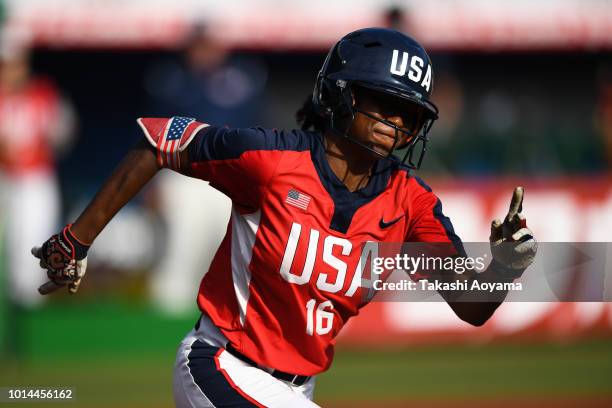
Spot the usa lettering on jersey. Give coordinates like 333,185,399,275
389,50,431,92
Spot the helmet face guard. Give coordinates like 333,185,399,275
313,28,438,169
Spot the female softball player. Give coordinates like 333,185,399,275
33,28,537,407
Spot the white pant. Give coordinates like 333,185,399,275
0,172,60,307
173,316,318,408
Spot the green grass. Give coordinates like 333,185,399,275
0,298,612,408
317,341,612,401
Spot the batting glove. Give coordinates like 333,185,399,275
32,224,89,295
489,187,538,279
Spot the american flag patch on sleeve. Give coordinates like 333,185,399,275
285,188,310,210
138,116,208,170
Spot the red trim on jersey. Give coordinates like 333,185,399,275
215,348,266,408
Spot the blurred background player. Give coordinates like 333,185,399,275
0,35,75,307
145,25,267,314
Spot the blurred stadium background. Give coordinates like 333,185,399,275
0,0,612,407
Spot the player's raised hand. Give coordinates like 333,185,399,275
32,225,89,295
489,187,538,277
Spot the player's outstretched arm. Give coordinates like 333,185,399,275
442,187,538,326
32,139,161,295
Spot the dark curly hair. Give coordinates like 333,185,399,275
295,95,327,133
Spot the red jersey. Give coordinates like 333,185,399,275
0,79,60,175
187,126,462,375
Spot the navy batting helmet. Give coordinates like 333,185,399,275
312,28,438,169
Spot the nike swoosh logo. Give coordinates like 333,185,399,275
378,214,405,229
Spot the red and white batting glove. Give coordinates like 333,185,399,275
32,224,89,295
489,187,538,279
==
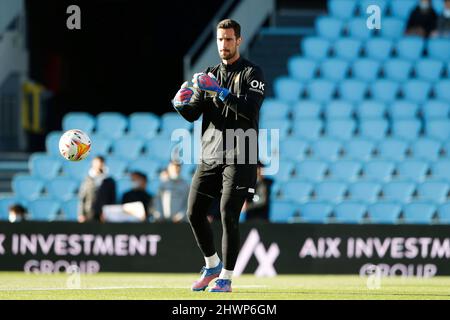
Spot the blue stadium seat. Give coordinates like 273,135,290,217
--
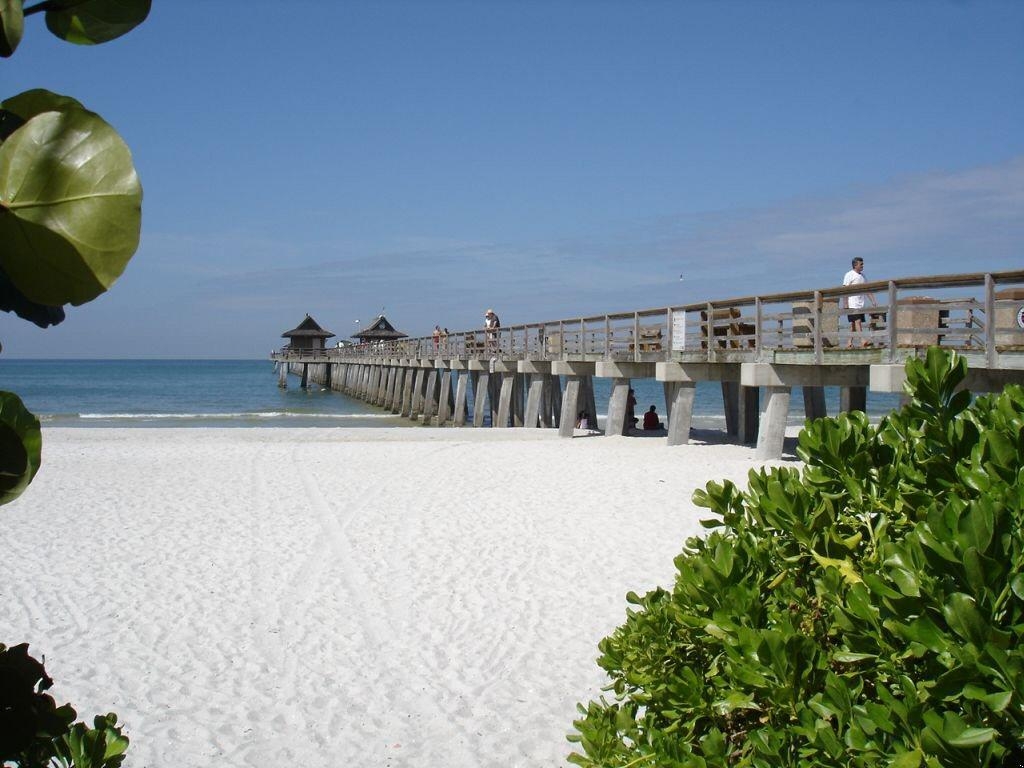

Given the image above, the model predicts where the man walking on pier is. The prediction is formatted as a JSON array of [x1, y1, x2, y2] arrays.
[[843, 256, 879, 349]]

Task brief =
Arrange the lines of the records above, from the line containing "Spot the navy" to the line containing "378,214,405,229", both included, as a JSON list of strings with one string per line and blank lines omitted.

Output for this exercise =
[
  "Spot the navy batting helmet. Give coordinates like 333,185,399,275",
  "312,28,438,169",
  "Spot the nike swoosh logo. Give coordinates like 333,185,399,275",
  "378,214,405,229"
]